■ **Исходный отрывок**
____________________
Я хочу сказать следующее. Может быть, в своей жизни я пережил не так много, но это были очень сильные потрясения. Сегодня я переживаю очередное потрясение и, может быть, самое сильное из всех: я вынужден остаться за пределами своей страны по причинам, которые хочу вам объяснить.
Более 20-ти лет я работаю в кино. Госкино СССР создало для меня такие условия, что в течение 24-х лет я сделал всего только шесть картин.
Говоря о том, что я сделал всего б картин, я объяснял всегда это свое «малокартинье» тем, что снимал зато всегда те картины, которые я хотел снимать, но я умалчивал о том, чего мне стоило добиться разрешения их снимать, каких стоило усилий всякий раз добиться утверждения своего замысла. На это уходило все время и все силы. Что это означает?
В конце концов, я подсчитал, что в течение 18-ти лет я был вообще без работы и должен признаться сегодня честно, что у меня бывали ситуации, когда в кармане не было буквально пяти копеек на дорогу.
Это не означает, что все эти годы я бездействовал, но мой путь к фильму начинался с того, что заявки на него отклонялись. Если при этом учесть, что у меня большая семья, то такие простои стали буквально проблемой нашего выживания.
Официально мои фильмы расценивались, как высококачественные, но тираж их, от которого зависел мой доход, был ничтожен. То есть нарушался элементарный закон общения со зрителем, потому что интерес со стороны публики был огромен. И тем не менее прокат фильмов внутри страны был строго лимитирован при том, что на Запад фильмы продавались свободно и за крупные суммы…
Смею думать, что всеми своими картинами я принес некоторую пользу советскому кинематографу, как-то, в меру своих сил, поддержав интерес к нему. Но при этом ни один из моих фильмов не получил ни одной премии внутри Союза, хотя там их существует великое множество. Советским кинематографистам ежегодно пачками вручаются какие-то премии, которыми я не был отмечен ни разу, также точно как мои фильмы никогда не были представлены ни на одном внутрисоюзном кинофестивале.
Точно также с того момента, как Ермаш стал председателем Госкино, мои фильмы перестали посылать на международные фестивали, видимо, полагая, что они не достойны представлять советское киноискусство за рубежом.
Я полагаю, что по существу мне отказывали все это время в праве на работу. Можно, конечно, сказать, что за годы правления Ермаша я сделал «Зеркало» и «Сталкера», но учтите, что всякий раз я получал работу после того, как обращался с письмами соответственно к XXIV и XXVсъездам КПСС. Судьбу этих картин решало только их вмешательство — так что, как говорят у нас, «от съезда к съезду». Но то, что касается лично председателя Госкино Ермаша, то он просто вычеркнул меня из списка трудоспособных кинематографистов.
____________________
■ **Материал**

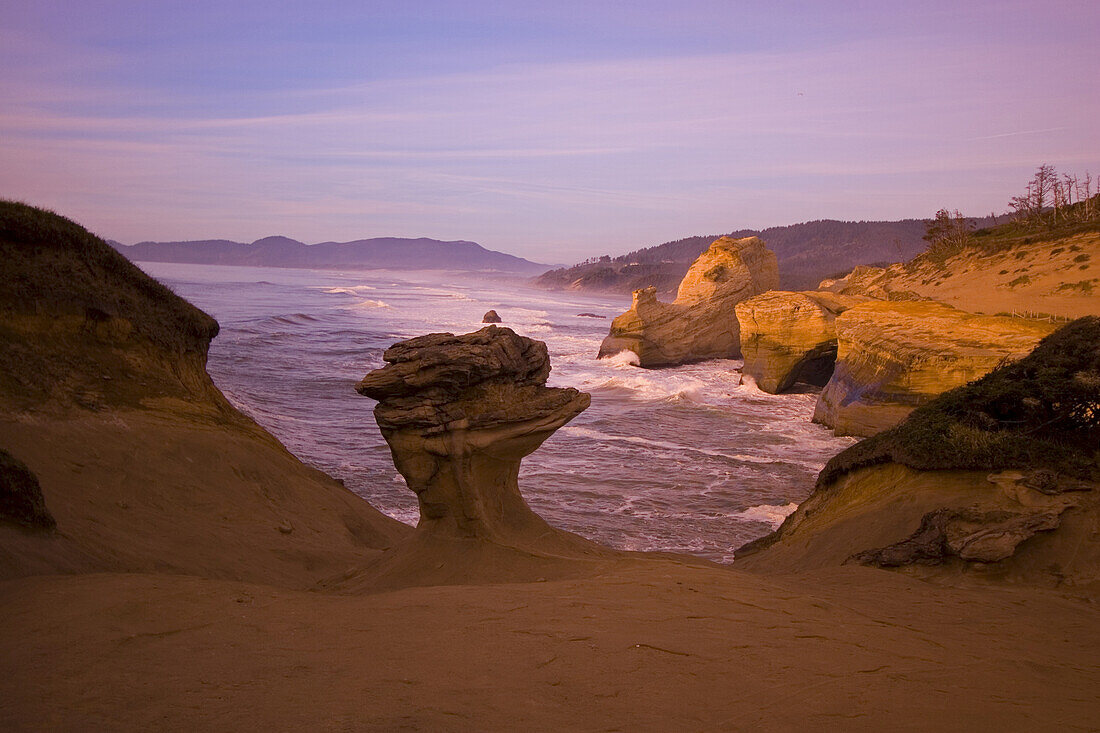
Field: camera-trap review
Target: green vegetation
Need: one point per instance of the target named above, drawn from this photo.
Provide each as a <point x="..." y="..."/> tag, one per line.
____________________
Перепишите, пожалуйста, часть отрывка о работе в кино, начиная с «В конце концов, я» и далее до «копеек на дорогу.», заменив «на дорогу» на «на хлеб». Приведённый выше материал с отрывком не связан.

В конце концов, я подсчитал, что в течение 18-ти лет я был вообще без работы и должен признаться сегодня честно, что у меня бывали ситуации, когда в кармане не было буквально пяти копеек на хлеб.